This is part two in a series that covers the development of independent wrestling in the United States. Click here to read part one.
The difficulties of the lifestyle and the lack of guaranteed money at the independent level have changed the game for who are becoming professional wrestlers. In previous generations, specifically during the territory days; talent for professional wrestling typically came from collegiate athletics; football players and amateur wrestlers who turned to pro wrestling because there was more money in it than being a Phys Ed teacher. In the territory days, it was also possible for an athlete to make a lot of money in their first year in the business if they had a marketable look; which is hardly the case today.
The ones sticking it out on the independent circuit and training to become professional wrestlers are more likely to be lifelong fans than star college athletes. While everyone would like to get paid, wrestlers training today have various goals, not all of which are to perform at WrestleMania and win the WWE Championship.
Buffalo-based wrestler Brandon Thurston has been working on the independent circuit since 2003, and also serves as a trainer for a wrestling school, Grapplers Anonymous.
"When I first started pro wrestling, I wasn't really sure what I wanted to get out of it other than that I just wanted to have good matches, I didn't have any real goals beyond just getting better. I was a fan of wrestling and I wanted to try it out," Thurston said.

* * * * *

Objectives
1. Please type out everything in the independent wrestling article from "The ones sticking" down to "the WWE Championship.".
2. Write what comes next in the independent wrestling article, picking up after its last sentence.

Data segment
* * * * *

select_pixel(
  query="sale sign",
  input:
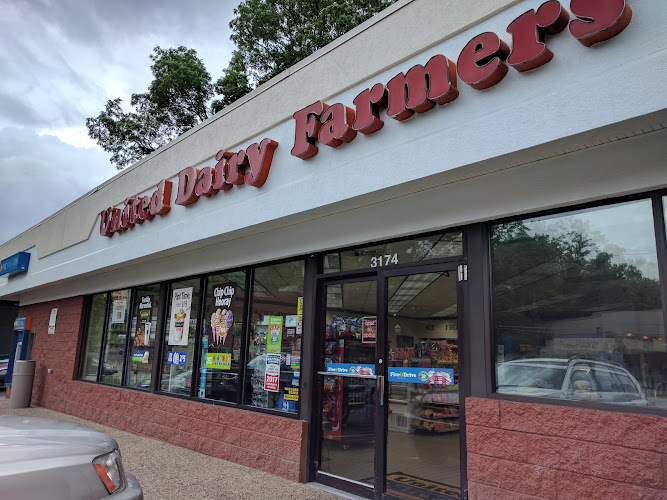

* * * * *

Responses to the tasks
1.
The ones sticking it out on the independent circuit and training to become professional wrestlers are more likely to be lifelong fans than star college athletes. While everyone would like to get paid, wrestlers training today have various goals, not all of which are to perform at WrestleMania and win the WWE Championship.

2.
"Everyone has different goals, not everyone gets into wrestling because they want to walk down the ramp at the Tokyo Dome," Mike Quackenbush, who trains students at the The Wrestle Factory in Philadelphia, said. "Some people get into because they are fans, some people will start training because they are looking for a new social circle."
While independent wrestling has been built on flashy moves that are typically more dangerous than the moves done by generations past, the flip side is that that kind of innovation forces talent to be more professional and careful when it comes to performing their craft.
"When I first started, the only thing I was told would be that there would be a headlock and an elbow drop, which doesn't need a lot of practice. Today, someone will say to you 'Hey man, I do a Canadian Destroyer and it comes off the top rope and it has to look like this', well we are going to spend a lot of time practicing that so I don't end up in a wheelchair," Quackenbush said.
Both social media and a greater focus on professionalism has largely rooted the wild, rock n' roll culture out of independent wrestling. Unless a wrestler has a particular amount of notoriety or market appeal, independent wrestlers rely on their reputation of being a professional to getting booked.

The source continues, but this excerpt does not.